◆ **WORK TO BE COMPLETED**: Give back exactly the line that contains "Query: front bumper" and all the lines after it in the records below, to the very last, with no other output.

##### STUDY MATERIAL

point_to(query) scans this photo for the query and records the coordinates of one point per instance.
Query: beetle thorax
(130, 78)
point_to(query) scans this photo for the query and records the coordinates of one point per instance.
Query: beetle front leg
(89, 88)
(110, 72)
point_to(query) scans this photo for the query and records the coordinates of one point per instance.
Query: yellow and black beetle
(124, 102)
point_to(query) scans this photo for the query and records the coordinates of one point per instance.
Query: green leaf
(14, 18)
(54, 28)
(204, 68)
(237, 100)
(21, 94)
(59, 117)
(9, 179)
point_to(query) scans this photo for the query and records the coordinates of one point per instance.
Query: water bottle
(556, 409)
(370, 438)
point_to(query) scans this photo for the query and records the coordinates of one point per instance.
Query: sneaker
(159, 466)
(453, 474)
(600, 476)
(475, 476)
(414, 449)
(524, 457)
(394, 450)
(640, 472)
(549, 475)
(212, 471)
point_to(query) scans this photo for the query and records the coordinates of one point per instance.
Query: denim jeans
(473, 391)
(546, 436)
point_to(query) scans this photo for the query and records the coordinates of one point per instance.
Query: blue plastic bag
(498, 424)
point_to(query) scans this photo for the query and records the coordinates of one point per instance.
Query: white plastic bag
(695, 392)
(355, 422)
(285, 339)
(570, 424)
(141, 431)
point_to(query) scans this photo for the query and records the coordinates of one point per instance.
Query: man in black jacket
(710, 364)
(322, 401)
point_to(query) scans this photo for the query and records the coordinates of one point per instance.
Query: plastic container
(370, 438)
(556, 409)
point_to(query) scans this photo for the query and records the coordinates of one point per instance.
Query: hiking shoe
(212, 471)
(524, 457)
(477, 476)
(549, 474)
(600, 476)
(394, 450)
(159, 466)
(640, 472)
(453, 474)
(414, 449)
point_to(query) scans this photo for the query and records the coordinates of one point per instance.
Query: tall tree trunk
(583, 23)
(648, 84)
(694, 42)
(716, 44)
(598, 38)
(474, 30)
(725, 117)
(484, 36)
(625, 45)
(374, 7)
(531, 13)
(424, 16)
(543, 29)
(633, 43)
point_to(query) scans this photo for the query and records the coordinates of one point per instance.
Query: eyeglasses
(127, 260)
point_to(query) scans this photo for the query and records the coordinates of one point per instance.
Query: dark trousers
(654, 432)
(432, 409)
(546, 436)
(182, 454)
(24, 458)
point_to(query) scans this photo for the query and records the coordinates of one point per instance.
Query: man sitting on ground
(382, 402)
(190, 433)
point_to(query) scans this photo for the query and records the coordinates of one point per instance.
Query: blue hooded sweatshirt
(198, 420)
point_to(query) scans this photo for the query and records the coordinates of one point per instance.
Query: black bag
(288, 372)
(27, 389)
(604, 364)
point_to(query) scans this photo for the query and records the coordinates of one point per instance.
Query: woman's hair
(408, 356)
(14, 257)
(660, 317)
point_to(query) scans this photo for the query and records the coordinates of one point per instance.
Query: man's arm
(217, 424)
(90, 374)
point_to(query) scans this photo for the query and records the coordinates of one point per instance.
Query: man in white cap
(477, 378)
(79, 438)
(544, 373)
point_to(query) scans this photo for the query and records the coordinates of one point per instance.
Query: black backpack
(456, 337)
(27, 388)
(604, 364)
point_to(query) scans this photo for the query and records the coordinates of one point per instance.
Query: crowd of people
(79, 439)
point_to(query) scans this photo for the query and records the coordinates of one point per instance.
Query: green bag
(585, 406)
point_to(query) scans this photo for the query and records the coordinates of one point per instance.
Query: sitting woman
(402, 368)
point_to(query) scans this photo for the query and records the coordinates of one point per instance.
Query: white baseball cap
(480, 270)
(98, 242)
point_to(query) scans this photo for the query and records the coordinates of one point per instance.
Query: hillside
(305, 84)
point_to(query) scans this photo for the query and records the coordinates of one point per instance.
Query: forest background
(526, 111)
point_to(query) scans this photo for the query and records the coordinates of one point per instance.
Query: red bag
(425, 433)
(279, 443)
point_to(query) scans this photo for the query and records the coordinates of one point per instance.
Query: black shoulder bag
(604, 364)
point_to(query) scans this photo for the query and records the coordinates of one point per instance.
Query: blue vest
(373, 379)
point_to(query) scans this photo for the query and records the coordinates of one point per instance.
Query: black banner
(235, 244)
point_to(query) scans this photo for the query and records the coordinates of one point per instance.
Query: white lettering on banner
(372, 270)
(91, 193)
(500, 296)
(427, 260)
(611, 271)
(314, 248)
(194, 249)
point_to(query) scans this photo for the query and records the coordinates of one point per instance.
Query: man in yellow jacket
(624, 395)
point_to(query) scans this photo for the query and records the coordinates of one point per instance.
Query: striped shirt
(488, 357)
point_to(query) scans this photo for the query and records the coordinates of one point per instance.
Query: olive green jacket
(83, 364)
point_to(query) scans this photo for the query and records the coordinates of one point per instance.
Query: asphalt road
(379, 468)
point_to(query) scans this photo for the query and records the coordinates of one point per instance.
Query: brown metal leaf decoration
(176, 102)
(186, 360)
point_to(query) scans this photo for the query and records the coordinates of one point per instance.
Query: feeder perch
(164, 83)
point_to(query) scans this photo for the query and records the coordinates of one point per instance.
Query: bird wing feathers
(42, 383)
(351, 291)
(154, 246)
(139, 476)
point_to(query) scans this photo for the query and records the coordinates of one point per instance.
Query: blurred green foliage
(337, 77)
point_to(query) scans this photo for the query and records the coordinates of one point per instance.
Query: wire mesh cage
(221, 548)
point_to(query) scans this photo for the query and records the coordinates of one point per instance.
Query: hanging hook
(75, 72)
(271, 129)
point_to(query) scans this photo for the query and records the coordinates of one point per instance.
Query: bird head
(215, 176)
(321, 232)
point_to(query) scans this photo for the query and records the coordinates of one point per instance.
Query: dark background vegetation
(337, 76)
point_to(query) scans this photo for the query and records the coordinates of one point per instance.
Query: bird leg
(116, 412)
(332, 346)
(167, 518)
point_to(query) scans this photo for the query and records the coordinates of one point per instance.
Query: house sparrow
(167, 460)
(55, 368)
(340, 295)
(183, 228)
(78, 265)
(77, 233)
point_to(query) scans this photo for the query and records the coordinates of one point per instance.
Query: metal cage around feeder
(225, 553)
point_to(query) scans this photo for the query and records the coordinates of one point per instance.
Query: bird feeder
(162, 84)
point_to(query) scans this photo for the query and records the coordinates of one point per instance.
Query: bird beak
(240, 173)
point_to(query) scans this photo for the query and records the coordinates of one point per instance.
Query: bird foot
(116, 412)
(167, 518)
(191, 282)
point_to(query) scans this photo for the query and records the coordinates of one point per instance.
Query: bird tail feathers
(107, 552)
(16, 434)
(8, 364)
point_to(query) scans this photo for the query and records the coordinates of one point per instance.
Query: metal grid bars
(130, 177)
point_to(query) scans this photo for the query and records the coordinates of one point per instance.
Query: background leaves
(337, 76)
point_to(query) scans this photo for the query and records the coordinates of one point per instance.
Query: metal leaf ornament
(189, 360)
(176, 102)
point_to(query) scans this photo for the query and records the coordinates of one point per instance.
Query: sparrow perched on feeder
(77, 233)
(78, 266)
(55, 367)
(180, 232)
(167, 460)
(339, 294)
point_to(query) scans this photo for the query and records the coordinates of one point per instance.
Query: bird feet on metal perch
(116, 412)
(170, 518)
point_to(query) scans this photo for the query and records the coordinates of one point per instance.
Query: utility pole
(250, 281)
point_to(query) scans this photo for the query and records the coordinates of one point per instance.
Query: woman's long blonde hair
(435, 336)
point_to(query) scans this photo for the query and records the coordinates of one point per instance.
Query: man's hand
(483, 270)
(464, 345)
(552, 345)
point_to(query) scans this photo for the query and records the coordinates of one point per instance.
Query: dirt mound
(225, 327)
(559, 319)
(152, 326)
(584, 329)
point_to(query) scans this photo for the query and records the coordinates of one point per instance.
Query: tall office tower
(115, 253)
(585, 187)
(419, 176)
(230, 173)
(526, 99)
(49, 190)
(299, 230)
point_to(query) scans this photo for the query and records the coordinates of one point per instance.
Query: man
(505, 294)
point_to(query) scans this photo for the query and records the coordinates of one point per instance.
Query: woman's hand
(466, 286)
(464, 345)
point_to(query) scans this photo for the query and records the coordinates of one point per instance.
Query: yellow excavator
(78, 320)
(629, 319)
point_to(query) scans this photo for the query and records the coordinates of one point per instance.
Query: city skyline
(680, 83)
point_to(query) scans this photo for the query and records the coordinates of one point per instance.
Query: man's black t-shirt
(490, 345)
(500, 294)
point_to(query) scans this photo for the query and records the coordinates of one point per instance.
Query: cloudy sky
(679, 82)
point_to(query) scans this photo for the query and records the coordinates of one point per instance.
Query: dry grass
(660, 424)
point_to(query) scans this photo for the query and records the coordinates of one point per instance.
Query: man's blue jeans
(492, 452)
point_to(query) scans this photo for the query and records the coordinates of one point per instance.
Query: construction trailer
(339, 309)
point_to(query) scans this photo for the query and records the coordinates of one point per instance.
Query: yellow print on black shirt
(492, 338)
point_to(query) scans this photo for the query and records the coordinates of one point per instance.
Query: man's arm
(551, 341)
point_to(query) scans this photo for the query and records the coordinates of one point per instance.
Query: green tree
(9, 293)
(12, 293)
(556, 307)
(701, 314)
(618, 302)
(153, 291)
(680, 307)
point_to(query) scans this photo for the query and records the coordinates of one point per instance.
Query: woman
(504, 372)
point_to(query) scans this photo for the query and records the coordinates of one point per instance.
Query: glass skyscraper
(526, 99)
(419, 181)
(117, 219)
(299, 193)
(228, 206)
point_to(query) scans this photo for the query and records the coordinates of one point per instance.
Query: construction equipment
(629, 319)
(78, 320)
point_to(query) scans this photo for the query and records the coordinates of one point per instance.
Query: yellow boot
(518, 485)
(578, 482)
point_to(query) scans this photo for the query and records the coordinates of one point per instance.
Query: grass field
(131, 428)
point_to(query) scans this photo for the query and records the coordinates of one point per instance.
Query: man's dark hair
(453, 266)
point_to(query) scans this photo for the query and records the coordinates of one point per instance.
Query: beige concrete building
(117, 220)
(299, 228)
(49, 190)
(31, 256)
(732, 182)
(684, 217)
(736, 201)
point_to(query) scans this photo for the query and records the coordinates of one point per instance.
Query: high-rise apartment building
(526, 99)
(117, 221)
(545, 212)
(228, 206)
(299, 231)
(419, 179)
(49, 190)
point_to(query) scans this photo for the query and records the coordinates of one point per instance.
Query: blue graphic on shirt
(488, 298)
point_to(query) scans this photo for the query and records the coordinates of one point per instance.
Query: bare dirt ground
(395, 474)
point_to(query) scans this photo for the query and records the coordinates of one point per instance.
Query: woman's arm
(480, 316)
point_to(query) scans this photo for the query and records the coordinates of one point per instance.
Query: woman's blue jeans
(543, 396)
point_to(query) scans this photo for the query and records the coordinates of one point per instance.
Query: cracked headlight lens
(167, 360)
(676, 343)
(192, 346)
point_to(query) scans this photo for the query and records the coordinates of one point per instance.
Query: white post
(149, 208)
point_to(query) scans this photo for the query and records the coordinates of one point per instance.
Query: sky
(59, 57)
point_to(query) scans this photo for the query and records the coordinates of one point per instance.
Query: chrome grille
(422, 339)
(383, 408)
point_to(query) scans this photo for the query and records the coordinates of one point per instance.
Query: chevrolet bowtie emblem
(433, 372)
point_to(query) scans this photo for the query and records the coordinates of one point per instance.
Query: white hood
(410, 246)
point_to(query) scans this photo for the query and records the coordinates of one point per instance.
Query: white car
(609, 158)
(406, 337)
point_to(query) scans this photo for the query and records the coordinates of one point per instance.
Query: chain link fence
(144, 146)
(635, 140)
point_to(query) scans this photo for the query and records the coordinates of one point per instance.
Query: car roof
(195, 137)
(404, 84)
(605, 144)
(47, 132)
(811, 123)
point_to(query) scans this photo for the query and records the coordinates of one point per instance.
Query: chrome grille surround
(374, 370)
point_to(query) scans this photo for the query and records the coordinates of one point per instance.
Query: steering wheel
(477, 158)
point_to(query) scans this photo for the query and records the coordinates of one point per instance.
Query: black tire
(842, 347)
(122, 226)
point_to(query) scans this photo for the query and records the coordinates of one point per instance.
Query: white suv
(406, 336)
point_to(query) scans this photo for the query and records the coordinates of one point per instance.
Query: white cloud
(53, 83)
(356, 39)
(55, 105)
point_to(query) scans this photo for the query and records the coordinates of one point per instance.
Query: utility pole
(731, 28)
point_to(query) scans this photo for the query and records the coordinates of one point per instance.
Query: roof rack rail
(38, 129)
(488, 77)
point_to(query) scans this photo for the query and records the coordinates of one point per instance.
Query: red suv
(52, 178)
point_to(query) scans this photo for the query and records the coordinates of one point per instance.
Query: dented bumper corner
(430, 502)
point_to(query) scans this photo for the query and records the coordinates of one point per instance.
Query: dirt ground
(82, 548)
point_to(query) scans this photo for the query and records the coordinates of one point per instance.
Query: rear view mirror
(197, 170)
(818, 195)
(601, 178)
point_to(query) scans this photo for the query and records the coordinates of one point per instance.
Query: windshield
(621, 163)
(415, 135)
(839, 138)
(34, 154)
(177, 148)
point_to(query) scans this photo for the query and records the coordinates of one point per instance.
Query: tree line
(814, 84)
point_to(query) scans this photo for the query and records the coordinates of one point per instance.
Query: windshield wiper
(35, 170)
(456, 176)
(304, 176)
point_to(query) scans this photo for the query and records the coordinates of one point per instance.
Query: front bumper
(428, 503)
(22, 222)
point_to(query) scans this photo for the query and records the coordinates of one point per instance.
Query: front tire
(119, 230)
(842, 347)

##########

◆ **TASK OUTPUT**:
Query: front bumper
(428, 503)
(22, 222)
point_to(query) scans this photo for the query and records the coordinates of one point per instance.
Query: front tire
(119, 230)
(842, 347)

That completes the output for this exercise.